## WORK TO COMPLETE
Copy every line of the records below word for word, changing nothing.
━━━━━ TASK INPUTS ━━━━━
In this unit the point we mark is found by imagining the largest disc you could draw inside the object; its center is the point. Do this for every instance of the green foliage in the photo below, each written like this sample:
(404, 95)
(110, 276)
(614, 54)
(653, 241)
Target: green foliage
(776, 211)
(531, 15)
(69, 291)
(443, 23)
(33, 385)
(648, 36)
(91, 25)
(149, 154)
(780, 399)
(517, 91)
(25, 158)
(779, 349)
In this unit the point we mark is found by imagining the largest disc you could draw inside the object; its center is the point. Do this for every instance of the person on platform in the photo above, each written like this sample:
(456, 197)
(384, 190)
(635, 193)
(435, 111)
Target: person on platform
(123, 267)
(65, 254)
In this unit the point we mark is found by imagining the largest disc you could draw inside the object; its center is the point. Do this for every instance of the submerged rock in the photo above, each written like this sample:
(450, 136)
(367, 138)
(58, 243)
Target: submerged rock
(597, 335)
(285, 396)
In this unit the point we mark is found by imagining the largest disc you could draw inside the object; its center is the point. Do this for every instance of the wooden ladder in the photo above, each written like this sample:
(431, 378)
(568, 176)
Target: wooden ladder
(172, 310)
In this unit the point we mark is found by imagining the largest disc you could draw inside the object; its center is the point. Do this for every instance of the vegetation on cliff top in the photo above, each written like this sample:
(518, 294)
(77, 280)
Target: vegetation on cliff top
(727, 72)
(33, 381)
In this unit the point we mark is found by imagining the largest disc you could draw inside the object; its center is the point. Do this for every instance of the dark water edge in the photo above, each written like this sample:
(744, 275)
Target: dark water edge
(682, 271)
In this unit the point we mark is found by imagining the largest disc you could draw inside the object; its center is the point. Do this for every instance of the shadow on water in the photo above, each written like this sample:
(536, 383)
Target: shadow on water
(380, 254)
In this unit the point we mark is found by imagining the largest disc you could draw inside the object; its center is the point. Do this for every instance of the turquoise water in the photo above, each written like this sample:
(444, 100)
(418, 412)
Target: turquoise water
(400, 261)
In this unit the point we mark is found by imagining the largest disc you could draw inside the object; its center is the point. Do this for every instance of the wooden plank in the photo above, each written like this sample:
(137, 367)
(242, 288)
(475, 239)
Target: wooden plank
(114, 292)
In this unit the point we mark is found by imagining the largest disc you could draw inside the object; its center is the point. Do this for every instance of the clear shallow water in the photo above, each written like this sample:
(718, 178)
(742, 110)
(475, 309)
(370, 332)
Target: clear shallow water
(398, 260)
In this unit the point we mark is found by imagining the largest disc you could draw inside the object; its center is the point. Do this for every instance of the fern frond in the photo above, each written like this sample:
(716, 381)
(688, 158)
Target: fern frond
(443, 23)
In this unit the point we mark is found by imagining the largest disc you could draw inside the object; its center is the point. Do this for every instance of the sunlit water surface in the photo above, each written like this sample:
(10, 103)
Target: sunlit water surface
━━━━━
## EXERCISE ANSWER
In this unit the point we mark is found by imagining the largest disc you could draw inside the object; its center is the point. Do this for every instance of the green foliage in the photo below, each written like this sample:
(404, 95)
(110, 276)
(614, 54)
(653, 241)
Target: green foliage
(776, 211)
(531, 15)
(69, 291)
(443, 23)
(33, 385)
(648, 36)
(91, 25)
(149, 154)
(780, 399)
(517, 91)
(25, 158)
(779, 349)
In this unit the point we mark is found by imagining the largest disc you could draw inside the object; its center is the point. Do this for every instance of the person on platform in the photo above, each written like this sample:
(456, 197)
(384, 190)
(635, 193)
(435, 111)
Target: person on platform
(123, 267)
(65, 254)
In this unit the point we mark is found by imagining the largest disc you could draw inside the object; its center is the point. Do this for every instance of the submerged rock in the photo above, each written like this sample:
(450, 136)
(367, 138)
(58, 243)
Target: submerged rock
(597, 335)
(285, 396)
In this unit the point we mark is found by imagining the largest disc you could draw inside the object; its center is the point. Do this for every instance of the wooden ladder in the photo above, each written like this sample:
(431, 378)
(568, 176)
Target: wooden ladder
(172, 310)
In this unit the point we mark is found by imagining the largest disc you could draw inside the object; its center is the point. Do this for every instance of the vegetation on cliff top in the photo above, each written like this sample:
(518, 294)
(77, 280)
Target: vegetation on cliff top
(727, 72)
(33, 381)
In this unit the point we mark is found by imagining the largest disc you could draw inside the object; its center is the point. Do this for every instance of the dark water edge in the photo above, each written like this sample:
(744, 275)
Target: dark water edge
(682, 271)
In this unit the point we mark is found by imagining the largest disc you could draw inside the object; its center is the point. Do this for every instance of the shadow on water in the photo above, each written like this sample:
(536, 383)
Target: shadow on water
(380, 254)
In this unit the point we mark is found by imagining the largest disc you could draw inside the object; its center is the point. Do this for every instance of the turquoise water in the photo above, each written like this sample:
(444, 100)
(418, 412)
Target: turquoise water
(400, 261)
In this unit the point we mark is found by imagining the largest disc you could draw inside the object; its center is the point. Do this for every instance of the wooden plank in the photo above, each written like this sample:
(137, 367)
(242, 288)
(475, 239)
Target: wooden plank
(114, 292)
In this unit the point we mark is found by imagining the largest disc you could draw inside the object; its center is the point. Do this for every instance of the clear shallow water in the photo above, each written like this sample:
(718, 178)
(742, 110)
(475, 309)
(370, 332)
Target: clear shallow water
(398, 260)
In this unit the point we mark is found by imagining the largest disc you could draw inside the object; its center is the point. Do this for every instance of the fern frond in the photo above, each written like this sample:
(716, 381)
(688, 158)
Target: fern frond
(443, 23)
In this unit the point we mark is found by imagining the largest disc you could draw inside the object; its center is the point. Do this for every instance of the sunlit water surface in the photo above, each written like this sample:
(10, 103)
Target: sunlit water surface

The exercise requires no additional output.